**EXCERPTED TEXT**.
■ ■ ■ ■
With deference to the lesson learned back in undergrad, I told her what I knew. Circumstantial, whatever, I told her what I knew. To do otherwise would have been a betrayal. But with deference to the lesson learned a few years ago, I gave her the information without judgment. I held my tongue about what I thought of him. To do otherwise would have alienated her. To do either of those things at a time when she needs a trustworthy confidant would have made me a bad friend. Because she is going to do what she is going to do. And she is going to believe what she is going to believe. And she is going to forgive what she is going to forgive. And one of two things is going to happen: they are going to stay together forever or she is going to get up the courage to leave him. And in either of those situations, the knowledge that I loathe him is not going to help her. Had I expressed my opinion, and then had she chosen to stay with him (which is a decision she would have made regardless of what I thought) my disapproval would have cut off the lines of communication between us. And she did decide to stay with him in this circumstance. But she needs me to stand by her, not in judgment of her...that is my role right now.

Saturday, September 22, 2007

Atonement

One of the hardest things about getting back into blogging is introspection. I know I have these inward thoughts about the world but I've gotten out of the habit of noting them for future writing topics. So I sit down to write and all that comes to mind is, "Dear diary, this morning I had bran flakes for breakfast." Bleh.
■ ■ ■ ■
**RECORDED DATA**.
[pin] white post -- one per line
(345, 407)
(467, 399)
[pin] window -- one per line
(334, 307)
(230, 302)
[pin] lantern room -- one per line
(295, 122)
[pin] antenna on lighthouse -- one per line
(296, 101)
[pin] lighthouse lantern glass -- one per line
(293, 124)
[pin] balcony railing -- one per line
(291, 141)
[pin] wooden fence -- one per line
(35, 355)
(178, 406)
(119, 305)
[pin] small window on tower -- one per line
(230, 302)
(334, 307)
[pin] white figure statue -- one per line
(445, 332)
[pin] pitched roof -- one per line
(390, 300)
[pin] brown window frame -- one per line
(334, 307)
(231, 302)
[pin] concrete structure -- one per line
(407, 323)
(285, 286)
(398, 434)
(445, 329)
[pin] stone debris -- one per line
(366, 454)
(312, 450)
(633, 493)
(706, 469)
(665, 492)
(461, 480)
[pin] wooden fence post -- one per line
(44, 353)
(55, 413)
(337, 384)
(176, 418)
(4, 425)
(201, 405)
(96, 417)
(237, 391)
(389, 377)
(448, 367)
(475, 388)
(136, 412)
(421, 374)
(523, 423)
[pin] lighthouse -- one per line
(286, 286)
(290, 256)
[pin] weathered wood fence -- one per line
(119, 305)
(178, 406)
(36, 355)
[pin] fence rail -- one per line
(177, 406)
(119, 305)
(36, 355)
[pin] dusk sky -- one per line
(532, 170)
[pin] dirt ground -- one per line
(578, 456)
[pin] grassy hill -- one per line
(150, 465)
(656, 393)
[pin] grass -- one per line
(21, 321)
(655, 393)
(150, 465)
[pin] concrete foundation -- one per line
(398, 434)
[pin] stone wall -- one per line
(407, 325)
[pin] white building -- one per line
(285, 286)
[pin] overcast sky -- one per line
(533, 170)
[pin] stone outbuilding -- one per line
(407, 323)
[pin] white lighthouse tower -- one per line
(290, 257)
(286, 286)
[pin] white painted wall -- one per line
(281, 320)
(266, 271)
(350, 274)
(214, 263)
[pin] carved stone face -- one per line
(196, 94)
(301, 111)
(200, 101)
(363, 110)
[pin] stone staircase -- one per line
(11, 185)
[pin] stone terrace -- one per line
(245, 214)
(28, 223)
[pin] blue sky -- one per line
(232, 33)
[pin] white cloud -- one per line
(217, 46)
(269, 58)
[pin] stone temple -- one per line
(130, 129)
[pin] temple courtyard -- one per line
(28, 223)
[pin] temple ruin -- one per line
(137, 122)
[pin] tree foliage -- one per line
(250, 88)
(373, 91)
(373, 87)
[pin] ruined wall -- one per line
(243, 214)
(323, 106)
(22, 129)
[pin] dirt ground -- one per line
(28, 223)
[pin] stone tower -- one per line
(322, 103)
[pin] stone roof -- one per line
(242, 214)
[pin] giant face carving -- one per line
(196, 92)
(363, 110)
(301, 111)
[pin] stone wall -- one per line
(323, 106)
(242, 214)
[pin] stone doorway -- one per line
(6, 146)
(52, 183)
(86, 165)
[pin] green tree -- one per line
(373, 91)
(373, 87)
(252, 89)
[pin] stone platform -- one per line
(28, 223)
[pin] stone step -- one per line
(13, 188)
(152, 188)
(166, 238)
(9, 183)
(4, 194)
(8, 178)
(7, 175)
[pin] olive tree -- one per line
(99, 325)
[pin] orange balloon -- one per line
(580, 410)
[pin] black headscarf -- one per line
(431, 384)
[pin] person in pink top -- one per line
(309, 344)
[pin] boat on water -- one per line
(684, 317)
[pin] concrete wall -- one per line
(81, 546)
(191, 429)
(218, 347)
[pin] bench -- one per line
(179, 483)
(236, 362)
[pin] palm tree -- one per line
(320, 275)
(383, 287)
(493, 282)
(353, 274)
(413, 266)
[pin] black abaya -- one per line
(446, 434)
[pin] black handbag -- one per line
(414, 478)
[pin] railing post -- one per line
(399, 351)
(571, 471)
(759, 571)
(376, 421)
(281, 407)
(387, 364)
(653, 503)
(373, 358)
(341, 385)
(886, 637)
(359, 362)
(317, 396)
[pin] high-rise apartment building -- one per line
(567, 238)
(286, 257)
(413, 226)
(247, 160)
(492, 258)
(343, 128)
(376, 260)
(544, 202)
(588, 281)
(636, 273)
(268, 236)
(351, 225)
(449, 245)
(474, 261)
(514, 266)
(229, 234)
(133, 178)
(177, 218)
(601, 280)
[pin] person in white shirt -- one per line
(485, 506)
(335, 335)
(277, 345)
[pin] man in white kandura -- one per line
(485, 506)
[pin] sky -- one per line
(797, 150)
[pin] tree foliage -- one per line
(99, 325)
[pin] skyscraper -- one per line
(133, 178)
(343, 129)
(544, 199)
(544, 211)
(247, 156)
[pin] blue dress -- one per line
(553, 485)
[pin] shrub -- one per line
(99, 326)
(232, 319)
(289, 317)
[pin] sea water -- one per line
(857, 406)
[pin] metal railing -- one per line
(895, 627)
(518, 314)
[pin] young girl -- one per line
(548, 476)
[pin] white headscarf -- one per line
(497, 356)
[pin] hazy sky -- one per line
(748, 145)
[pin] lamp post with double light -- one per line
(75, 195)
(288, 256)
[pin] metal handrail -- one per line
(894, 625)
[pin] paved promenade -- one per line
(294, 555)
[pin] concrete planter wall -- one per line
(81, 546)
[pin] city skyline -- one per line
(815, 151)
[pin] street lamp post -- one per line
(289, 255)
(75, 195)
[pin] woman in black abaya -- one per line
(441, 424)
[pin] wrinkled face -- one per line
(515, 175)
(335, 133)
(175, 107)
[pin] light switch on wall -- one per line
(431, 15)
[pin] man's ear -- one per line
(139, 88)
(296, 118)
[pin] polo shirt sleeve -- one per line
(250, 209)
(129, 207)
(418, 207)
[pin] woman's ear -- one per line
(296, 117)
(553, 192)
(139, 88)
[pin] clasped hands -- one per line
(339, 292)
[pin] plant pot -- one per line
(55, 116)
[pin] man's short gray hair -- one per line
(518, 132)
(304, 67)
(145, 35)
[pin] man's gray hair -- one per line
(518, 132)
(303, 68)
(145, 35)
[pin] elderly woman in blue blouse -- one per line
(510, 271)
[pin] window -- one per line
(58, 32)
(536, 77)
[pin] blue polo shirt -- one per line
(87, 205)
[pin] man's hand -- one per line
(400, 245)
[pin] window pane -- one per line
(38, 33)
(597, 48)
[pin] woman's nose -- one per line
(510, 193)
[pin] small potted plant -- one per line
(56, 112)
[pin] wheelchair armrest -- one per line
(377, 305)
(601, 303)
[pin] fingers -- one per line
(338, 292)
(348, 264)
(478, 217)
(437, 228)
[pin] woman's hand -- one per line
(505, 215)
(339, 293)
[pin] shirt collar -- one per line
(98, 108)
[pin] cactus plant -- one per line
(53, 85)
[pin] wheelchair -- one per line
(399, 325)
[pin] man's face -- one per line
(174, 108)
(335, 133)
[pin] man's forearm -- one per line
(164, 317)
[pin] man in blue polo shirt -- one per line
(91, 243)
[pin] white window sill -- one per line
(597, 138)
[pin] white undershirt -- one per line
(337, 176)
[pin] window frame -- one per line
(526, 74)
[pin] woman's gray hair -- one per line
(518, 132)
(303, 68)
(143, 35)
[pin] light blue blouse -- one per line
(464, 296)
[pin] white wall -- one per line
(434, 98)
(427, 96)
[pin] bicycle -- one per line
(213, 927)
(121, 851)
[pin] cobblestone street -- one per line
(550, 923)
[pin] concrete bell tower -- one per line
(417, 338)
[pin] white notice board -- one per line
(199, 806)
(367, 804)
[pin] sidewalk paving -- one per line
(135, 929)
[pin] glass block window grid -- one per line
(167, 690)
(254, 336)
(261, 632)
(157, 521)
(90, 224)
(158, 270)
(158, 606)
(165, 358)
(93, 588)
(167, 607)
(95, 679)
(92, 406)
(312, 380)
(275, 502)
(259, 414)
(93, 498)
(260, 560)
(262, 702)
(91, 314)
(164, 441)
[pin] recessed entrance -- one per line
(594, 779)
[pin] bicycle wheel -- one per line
■ ■ ■ ■
**WHAT THIS EXERCISE ASKS**.
• A. In the blog post excerpt, the writer repeats a pattern of the form "she is going to ___ what she is going to ___." List every verb that fills that pattern.
• B. Based on the blog post excerpt, answer yes or no to each statement and quote the words that decide it. (i) The writer told the friend what the writer thought of him. (ii) The friend chose to stay with him. (iii) The post titled "Atonement" is dated Saturday, September 22, 2007.
• C. Carry on the blog post excerpt from its final sentence, keeping its voice.

**RESPONSES FOR EACH TASK**.
• A. do, believe, forgive

• B.
(i) No: "I held my tongue about what I thought of him."
(ii) Yes: "And she did decide to stay with him in this circumstance."
(iii) Yes: "Saturday, September 22, 2007"

• C.
Was out last night with some friends and committed a cardinal sin against one of my best friends. Blame it on the alchohol or my current pattern of recklessness or whatever but I remember doing it...even if no one else does. I spilled the beans; I spread the gossip; I told the secrets. I did it; I knew I was doing it; I was unable to refrain. Fortunately, after discretely poking around for information from the individual privy to my outburst, he has no recollection of this at all and so I am fairly certain there will be no reprocussions and the secret remains safe.

But this is troubling to me for several reasons. I admit that I like the gossip. I like to be the one in the know. I like to have more information that I can use however I like and I admit that this makes me a pretty good manipulator. However, I also am fiercely loyal to my friends. I love them like family and (at the risk of sounding dramatic) I would rather cut off my arm than betray a confidence. So what happened last night? Part of me thinks that even though my indiscretion was caught by the safety net of a vague statement, a loud bar, and a glaze of alcohol, I should confess my sin nevertheless. Does the consequence or lack of consequence change the fact that I betrayed my friend?? Wasn't my intention the most troublesome part?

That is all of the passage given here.